» **What the task asks**
Out of the listing below, copy every line that carries the string "kindly".

» **Input data**
---+---

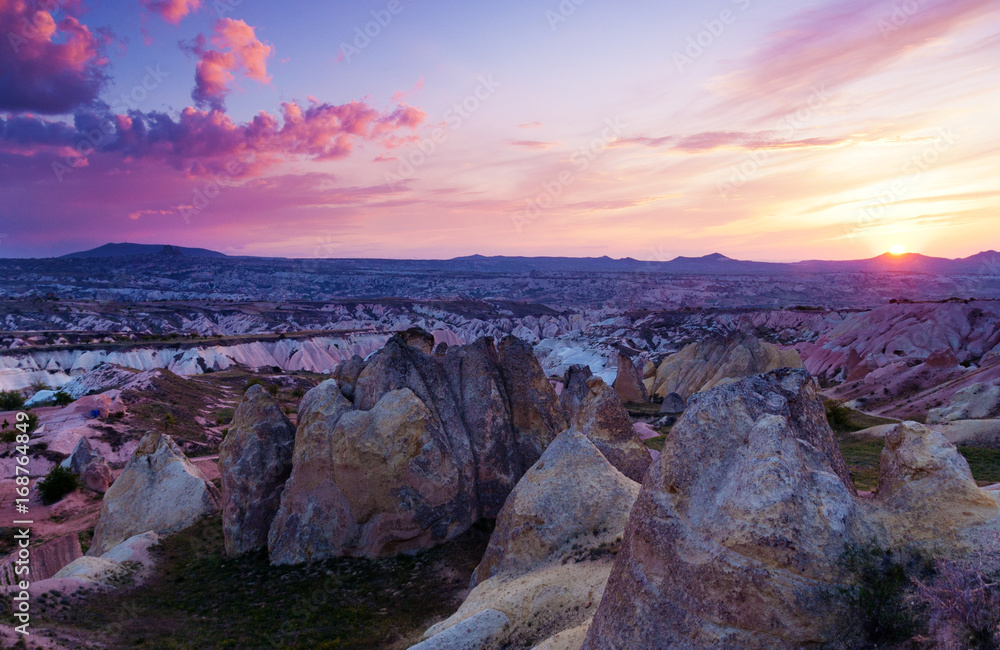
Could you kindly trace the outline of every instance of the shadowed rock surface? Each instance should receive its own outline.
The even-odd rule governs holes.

---+---

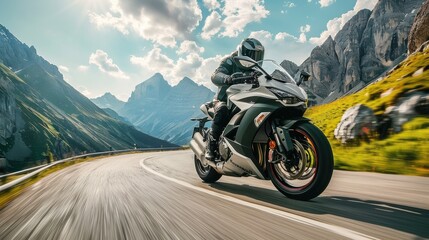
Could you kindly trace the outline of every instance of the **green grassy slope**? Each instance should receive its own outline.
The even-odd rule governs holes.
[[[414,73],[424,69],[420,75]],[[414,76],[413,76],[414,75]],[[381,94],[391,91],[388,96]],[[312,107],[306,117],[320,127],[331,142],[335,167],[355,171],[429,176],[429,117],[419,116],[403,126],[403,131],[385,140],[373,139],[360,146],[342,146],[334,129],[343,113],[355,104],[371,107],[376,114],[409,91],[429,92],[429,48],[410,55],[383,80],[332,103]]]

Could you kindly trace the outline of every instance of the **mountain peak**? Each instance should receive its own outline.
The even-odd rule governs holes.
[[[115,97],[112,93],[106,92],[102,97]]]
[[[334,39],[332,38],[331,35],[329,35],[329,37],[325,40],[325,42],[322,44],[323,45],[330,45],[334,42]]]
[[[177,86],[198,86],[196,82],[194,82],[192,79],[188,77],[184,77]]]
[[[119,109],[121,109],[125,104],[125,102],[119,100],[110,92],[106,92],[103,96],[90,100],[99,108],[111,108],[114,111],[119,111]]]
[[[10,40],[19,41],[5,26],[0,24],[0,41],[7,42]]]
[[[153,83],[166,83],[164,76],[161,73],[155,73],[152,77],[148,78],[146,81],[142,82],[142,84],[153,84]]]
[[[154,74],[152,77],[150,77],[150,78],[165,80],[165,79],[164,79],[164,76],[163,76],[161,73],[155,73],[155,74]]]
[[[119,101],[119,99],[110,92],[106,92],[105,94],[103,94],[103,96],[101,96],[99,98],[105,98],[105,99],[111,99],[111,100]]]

---+---

» **Task response**
Could you kindly trace the outline of every instance of the shadowed rock surface? Each instance should receive its own outline.
Could you kindly trace the outline of every instance of the **green grassy slope**? Each instance should receive its own outline.
Could you kindly trace the outline of every instance of the **mountain peak**? Each instance should receive its own outline.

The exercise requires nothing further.